### Testo

>>>

Il rapporto tra il permesso di costruire e l’autorizzazione paesaggistica secondo la giurisprudenza
La giurisprudenza ha ribadito in più occasioni che il rapporto tra autorizzazione paesaggistica e permesso di costruire è un rapporto di presupposizione, necessitato e strumentale tra le valutazioni paesistiche e quelle urbanistiche
12 SETTEMBRE 2022
Il principio: l’autorizzazione paesaggistica condizione di validità e non soltanto di efficacia del permesso di costruire
La giurisprudenza[1] ha ribadito in più occasioni che il rapporto tra autorizzazione paesaggistica e permesso di costruire è un rapporto di presupposizione, necessitato e strumentale tra le valutazioni paesistiche e quelle urbanistiche; tale principio resta fermo anche quando le disposizioni urbanistiche sono dettate tenendo conto pure dei valori paesaggistici di un’area[2], considerato il principio più volte ribadito dalla Corte Costituzionale della primarietà del “valore paesaggio”[3].

<<<

### Svolgi quanto segue
1. Nel testo sul permesso di costruire, come viene definito il rapporto tra autorizzazione paesaggistica e permesso di costruire?
2. Prosegui il testo sul rapporto tra permesso di costruire e autorizzazione paesaggistica a partire dall'ultima frase riportata.

### Estratti dei dati

>>>

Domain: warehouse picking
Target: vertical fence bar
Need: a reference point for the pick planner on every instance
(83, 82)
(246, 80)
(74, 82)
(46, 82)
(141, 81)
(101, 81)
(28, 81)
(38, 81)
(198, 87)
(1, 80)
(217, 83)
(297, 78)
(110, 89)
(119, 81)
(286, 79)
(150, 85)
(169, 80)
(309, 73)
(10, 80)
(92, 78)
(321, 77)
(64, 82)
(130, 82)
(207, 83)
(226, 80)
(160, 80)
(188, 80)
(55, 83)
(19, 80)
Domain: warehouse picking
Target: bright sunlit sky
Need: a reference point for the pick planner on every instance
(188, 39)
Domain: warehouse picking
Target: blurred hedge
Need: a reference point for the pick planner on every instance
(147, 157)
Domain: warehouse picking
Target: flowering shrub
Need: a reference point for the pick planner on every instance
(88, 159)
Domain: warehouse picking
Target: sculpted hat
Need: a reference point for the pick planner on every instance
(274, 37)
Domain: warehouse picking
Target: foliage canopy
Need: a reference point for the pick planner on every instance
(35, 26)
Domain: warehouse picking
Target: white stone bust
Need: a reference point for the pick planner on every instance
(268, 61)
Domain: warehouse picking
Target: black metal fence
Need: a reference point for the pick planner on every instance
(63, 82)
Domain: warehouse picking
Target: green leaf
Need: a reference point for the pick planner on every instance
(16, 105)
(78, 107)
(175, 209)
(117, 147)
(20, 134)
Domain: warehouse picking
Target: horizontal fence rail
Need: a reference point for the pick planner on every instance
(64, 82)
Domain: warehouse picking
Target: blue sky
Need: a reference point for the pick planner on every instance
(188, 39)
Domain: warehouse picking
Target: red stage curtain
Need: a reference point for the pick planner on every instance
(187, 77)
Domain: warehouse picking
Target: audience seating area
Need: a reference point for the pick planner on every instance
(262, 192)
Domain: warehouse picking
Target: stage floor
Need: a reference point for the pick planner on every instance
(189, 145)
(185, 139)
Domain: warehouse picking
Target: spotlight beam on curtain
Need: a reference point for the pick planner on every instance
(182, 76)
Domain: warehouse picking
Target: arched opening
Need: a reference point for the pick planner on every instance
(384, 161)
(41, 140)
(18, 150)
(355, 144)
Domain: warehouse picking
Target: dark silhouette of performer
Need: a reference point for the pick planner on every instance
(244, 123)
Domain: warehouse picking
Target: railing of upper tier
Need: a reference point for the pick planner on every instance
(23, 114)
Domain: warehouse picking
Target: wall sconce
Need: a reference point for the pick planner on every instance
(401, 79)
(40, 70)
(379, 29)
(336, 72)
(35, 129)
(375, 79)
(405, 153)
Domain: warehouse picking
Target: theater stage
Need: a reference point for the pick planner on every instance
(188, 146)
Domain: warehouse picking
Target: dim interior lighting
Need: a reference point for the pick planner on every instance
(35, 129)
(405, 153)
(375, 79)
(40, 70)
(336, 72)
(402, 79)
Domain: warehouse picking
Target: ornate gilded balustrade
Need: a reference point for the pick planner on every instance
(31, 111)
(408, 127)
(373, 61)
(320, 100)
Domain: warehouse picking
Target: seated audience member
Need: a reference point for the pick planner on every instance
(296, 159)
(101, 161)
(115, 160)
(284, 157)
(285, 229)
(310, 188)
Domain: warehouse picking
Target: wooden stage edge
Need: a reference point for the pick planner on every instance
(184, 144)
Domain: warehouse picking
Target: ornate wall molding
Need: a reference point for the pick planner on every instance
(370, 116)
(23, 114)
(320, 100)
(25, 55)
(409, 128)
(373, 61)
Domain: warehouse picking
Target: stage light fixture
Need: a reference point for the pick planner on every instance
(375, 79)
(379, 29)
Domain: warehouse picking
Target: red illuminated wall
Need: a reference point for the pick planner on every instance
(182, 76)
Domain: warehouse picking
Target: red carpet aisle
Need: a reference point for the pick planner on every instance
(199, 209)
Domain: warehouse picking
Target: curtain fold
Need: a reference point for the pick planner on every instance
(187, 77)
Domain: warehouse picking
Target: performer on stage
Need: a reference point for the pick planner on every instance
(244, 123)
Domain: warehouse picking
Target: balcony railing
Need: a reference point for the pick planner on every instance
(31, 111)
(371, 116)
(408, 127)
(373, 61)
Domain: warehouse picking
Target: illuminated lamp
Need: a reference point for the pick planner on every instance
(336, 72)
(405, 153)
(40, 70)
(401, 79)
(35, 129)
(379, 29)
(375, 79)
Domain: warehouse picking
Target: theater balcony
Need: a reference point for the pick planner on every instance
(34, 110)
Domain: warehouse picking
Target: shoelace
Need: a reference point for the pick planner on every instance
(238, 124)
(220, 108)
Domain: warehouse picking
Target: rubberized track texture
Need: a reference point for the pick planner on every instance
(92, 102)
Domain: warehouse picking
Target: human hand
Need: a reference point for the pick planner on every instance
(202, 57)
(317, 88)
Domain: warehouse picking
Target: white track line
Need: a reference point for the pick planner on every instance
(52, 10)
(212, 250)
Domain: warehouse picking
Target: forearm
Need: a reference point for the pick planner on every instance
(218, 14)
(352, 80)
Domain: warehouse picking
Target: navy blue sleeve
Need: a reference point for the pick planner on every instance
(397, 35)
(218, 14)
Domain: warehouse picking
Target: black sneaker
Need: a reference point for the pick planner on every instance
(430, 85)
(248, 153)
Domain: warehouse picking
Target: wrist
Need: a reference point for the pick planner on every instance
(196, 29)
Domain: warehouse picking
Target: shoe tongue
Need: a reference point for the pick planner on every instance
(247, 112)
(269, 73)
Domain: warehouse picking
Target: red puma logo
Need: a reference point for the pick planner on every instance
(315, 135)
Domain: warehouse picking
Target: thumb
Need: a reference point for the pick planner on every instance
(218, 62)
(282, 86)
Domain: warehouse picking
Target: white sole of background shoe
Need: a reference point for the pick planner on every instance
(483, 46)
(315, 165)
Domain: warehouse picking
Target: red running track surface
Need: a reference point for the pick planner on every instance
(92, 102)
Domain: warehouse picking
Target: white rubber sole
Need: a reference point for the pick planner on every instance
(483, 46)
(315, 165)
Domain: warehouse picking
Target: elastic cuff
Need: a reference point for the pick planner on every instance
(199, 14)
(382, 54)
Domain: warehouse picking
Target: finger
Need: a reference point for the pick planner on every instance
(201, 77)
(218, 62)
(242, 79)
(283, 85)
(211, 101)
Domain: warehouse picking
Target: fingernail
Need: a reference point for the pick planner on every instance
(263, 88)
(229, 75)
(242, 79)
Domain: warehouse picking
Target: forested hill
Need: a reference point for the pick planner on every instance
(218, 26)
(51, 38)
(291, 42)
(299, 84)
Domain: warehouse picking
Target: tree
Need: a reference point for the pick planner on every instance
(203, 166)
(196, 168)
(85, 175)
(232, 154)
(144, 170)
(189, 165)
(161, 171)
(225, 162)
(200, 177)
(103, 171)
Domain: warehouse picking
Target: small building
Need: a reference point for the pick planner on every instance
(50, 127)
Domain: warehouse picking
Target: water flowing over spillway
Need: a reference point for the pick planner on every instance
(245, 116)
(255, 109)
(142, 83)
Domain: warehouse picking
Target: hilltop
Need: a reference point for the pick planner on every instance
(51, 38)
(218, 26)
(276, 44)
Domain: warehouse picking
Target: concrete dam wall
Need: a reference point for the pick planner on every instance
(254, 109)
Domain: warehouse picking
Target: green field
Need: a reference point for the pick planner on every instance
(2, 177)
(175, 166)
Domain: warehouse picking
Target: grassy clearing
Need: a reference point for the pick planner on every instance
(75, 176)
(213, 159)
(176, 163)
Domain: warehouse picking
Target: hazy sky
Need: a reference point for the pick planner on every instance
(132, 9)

<<<

### Risposte per compito
1. È un rapporto di presupposizione, necessitato e strumentale tra le valutazioni paesistiche e quelle urbanistiche.

2.
Sempre secondo la giurisprudenza, peraltro, l’autorizzazione paesaggistica non costituisce una mera condizione di efficacia dei titoli edilizi, bensì una condizione di legittimità degli stessi[4], alla luce di quattro nitidi riferimenti normativi.
I quattro riferimenti normativi di rilievo
In primo luogo, l’art. 146 del Codice dei beni culturali e del paesaggio[5] qualifica l’autorizzazione paesaggistica atto “autonomo e presupposto rispetto al permesso di costruire o agli altri titoli legittimanti l’intervento urbanistico”. Il rapporto tra autorizzazione paesaggistica e titolo edilizio, afferma la giurisprudenza, si sostanzia in un rapporto di presupposizione necessitato e strumentale tra valutazioni paesistiche ed urbanistiche, nel senso che questi due apprezzamenti si esprimono entrambi sullo stesso oggetto, ma con diversi e separati procedimenti, l’uno nei termini della compatibilità paesaggistica dell’intervento edilizio proposto e l’altro nei termini della sua conformità urbanistico-edilizia[6]. Questo nesso di presupposizione tra i due autonomi provvedimenti autorizzatori implica, quindi, che il rilascio del titolo paesaggistico debba precedere il rilascio del titolo edilizio.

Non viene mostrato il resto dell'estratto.